[Excerpts from segmentation records]

——

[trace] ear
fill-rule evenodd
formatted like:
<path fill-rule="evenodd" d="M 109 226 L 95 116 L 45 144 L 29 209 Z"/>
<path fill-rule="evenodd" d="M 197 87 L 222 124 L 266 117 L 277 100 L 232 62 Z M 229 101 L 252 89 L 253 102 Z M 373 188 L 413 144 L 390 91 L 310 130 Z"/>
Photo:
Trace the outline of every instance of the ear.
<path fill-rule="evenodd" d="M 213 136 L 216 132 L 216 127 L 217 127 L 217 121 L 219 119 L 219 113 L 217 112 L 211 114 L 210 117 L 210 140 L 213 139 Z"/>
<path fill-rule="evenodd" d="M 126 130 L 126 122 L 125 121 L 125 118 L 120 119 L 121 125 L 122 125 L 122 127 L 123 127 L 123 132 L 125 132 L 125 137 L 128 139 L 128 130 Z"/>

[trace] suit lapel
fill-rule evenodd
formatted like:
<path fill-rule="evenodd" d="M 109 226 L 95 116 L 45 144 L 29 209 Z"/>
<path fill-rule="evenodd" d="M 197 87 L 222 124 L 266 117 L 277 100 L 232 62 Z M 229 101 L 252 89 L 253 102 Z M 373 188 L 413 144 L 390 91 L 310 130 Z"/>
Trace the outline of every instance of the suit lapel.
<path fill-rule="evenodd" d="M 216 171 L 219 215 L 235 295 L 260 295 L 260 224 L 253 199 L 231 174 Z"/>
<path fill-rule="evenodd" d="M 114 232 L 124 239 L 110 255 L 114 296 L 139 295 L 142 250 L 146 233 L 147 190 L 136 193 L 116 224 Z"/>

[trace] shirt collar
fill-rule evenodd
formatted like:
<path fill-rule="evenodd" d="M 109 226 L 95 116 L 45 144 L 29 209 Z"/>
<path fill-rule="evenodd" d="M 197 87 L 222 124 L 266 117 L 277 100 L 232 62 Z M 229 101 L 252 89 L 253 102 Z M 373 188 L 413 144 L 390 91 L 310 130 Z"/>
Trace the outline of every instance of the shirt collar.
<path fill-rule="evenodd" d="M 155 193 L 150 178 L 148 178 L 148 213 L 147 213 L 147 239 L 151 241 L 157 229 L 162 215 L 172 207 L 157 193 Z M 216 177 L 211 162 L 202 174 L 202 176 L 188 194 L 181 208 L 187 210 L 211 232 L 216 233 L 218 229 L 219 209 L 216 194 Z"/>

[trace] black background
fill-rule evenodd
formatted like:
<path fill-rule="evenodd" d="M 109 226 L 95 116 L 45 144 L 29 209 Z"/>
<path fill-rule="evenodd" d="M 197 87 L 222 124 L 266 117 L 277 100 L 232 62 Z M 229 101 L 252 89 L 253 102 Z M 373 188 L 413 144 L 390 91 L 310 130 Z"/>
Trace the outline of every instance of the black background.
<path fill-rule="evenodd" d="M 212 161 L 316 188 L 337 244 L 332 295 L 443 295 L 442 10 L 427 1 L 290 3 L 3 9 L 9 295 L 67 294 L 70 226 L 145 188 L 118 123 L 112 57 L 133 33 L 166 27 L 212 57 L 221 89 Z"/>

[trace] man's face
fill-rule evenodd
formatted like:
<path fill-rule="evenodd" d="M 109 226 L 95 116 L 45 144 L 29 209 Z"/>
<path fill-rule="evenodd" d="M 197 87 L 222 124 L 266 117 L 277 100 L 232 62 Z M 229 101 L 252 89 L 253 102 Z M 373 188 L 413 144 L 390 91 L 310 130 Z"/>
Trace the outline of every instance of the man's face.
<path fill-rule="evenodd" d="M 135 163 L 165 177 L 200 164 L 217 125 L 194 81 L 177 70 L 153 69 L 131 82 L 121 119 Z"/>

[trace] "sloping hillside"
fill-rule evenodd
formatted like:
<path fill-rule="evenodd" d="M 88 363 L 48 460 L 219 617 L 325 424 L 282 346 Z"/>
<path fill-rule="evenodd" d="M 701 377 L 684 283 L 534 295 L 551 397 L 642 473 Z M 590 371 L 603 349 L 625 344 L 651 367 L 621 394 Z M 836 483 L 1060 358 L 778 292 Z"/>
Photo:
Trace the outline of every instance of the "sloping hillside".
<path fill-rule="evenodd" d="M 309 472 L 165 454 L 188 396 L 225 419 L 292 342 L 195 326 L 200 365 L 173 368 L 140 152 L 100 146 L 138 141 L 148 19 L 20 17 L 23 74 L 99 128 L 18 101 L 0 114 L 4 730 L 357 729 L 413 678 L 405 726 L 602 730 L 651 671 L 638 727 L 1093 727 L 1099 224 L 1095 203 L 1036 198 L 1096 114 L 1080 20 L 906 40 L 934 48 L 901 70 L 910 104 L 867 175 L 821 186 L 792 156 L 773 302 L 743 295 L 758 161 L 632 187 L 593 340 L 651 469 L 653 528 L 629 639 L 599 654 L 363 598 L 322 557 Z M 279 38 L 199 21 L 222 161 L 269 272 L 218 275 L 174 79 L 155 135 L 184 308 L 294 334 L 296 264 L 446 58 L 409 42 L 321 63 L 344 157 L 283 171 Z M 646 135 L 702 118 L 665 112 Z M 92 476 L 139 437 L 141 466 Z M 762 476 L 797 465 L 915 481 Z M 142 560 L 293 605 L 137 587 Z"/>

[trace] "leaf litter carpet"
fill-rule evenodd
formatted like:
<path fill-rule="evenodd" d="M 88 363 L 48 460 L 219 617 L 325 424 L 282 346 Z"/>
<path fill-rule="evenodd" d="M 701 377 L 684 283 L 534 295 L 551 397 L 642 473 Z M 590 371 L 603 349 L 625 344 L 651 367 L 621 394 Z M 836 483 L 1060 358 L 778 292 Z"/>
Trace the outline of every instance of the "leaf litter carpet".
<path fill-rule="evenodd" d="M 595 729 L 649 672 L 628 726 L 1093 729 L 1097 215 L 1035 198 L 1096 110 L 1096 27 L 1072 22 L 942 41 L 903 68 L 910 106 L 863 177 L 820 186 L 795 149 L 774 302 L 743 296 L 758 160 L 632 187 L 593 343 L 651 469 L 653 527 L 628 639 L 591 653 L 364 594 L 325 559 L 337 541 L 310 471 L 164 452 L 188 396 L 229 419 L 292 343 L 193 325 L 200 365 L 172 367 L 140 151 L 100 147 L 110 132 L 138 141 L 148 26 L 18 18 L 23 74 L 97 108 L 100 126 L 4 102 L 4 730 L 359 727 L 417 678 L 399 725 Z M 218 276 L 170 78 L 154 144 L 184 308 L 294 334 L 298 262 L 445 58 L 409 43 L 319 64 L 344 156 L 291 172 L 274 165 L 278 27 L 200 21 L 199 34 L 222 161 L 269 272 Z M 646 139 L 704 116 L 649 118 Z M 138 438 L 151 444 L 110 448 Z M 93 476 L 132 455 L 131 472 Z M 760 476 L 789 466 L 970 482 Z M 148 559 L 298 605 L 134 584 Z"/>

——

Change "ear" to "eyebrow" throughout the lines from the start of the records through the line that contains "126 130 L 126", and give back only those lines with nothing else altered.

◆ RIGHT ANSWER
[trace] eyebrow
fill-rule evenodd
formatted like:
<path fill-rule="evenodd" d="M 109 226 L 95 116 L 45 144 L 29 209 Z"/>
<path fill-rule="evenodd" d="M 197 87 L 222 124 L 266 117 L 277 100 L 232 62 Z M 229 101 L 252 89 L 253 102 Z M 373 188 L 413 144 L 390 91 L 310 130 Z"/>
Photo:
Trace the outline of every instance of the eyebrow.
<path fill-rule="evenodd" d="M 213 136 L 216 132 L 216 127 L 217 127 L 217 121 L 219 119 L 219 113 L 217 112 L 211 114 L 210 117 L 210 140 L 213 139 Z"/>
<path fill-rule="evenodd" d="M 126 130 L 126 122 L 125 121 L 125 118 L 120 119 L 121 125 L 122 125 L 122 127 L 123 127 L 123 132 L 125 132 L 125 137 L 128 139 L 128 130 Z"/>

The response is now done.